Search the entries below for the string "snow" and copy the lines that hold it.

── Source material

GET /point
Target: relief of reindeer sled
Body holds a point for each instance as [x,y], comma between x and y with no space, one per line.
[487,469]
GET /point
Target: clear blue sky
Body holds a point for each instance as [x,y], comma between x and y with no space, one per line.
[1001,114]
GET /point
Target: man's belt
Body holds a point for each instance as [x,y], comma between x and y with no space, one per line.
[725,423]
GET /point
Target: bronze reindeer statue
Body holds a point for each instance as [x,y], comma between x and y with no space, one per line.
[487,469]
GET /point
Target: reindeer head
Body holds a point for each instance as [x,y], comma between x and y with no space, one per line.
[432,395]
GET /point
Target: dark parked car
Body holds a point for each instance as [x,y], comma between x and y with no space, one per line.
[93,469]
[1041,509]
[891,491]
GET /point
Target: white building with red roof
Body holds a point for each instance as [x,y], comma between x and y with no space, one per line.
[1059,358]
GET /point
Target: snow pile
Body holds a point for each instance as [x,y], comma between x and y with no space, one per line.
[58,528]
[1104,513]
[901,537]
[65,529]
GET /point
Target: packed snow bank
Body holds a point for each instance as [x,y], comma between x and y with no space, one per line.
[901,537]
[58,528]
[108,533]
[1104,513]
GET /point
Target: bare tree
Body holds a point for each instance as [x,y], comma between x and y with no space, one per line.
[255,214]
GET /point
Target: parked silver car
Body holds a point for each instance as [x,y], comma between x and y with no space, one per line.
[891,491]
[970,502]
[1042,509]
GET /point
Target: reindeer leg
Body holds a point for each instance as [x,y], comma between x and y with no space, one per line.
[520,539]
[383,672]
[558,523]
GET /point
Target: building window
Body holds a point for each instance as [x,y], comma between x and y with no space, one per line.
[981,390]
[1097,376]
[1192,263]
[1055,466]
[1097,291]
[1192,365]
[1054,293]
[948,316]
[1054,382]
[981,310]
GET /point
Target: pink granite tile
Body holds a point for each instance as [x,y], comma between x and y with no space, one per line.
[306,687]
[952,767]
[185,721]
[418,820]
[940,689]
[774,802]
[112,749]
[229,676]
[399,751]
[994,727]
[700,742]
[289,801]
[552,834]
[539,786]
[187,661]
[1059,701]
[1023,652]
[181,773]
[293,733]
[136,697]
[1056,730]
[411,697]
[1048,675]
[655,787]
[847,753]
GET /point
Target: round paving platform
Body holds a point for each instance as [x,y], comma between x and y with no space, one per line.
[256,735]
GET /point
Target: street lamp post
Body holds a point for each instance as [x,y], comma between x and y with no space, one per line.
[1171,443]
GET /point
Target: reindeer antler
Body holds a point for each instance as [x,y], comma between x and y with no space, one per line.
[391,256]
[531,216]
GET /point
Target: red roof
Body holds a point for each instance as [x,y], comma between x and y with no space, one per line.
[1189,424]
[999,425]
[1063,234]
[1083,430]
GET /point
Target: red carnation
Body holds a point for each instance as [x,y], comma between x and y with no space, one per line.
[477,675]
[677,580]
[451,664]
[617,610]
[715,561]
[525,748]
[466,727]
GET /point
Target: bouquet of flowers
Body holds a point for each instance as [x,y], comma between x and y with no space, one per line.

────

▶ _Response area_:
Target: snow pile
Target: packed snow bank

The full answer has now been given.